Work to do
Please pull out the passage of the article on Microsoft's cloud below, starting with "Nevertheless, this mode" and going on through "vTPM and attestation).", copying it word for word.

Extract provided
IaaS, AI Inference, and Office Apps: How Microsoft Is Making Its Cloud Smarter

No trusted-launch VMs, no GPUs on AKS, and no remediation actions with the policy engine… In offline mode, Azure Local has functional limitations.

Nevertheless, this mode has just moved to general availability. It complements the so-called “limited connectivity” mode, which does not require hosting the control plane locally and which sends certain data to the cloud, starting with logs.

In offline mode, Azure Local currently enables the creation of Windows VMs (Windows 10 Enterprise; Server 2022/2025) and Linux VMs (Ubuntu 22.04/24.04 LTS). The management of vanilla Kubernetes clusters and AKS is in preview. This also applies to trusted-launch VMs (secure boot, vTPM and attestation).

The management cluster must comprise at least three physical nodes. Each node comes with 96 GB of RAM, 24 physical cores and 2 TB NVMe. Some operations cannot be performed from the Azure portal, such as creating network interfaces and SSH keys (for AKS). Identity synchronization cannot be forced; it runs every 15 minutes.

Source material
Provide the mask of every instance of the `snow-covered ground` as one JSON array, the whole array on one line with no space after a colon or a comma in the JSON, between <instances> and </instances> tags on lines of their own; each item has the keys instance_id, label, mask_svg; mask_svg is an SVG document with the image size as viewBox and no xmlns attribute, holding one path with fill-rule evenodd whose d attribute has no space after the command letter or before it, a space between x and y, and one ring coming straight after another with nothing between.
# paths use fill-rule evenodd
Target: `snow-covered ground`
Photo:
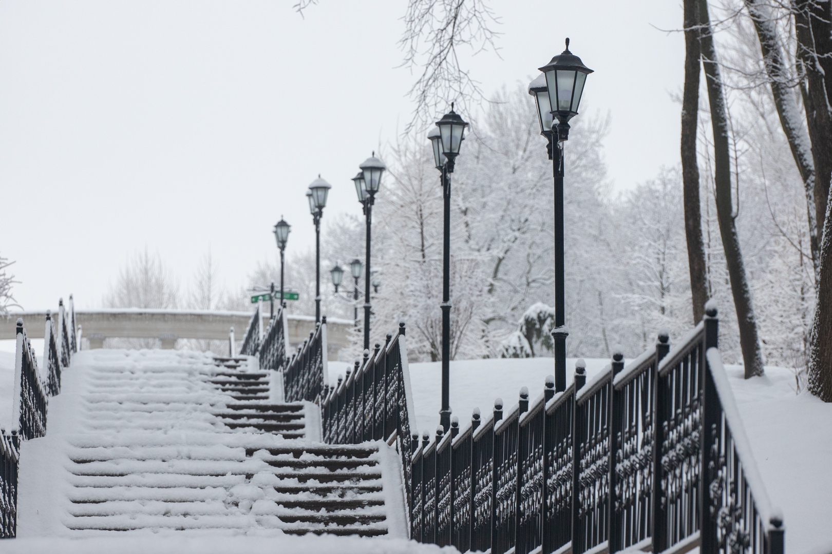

Answer to the exercise
Nevertheless, this mode has just moved to general availability. It complements the so-called “limited connectivity” mode, which does not require hosting the control plane locally and which sends certain data to the cloud, starting with logs.

In offline mode, Azure Local currently enables the creation of Windows VMs (Windows 10 Enterprise; Server 2022/2025) and Linux VMs (Ubuntu 22.04/24.04 LTS). The management of vanilla Kubernetes clusters and AKS is in preview. This also applies to trusted-launch VMs (secure boot, vTPM and attestation).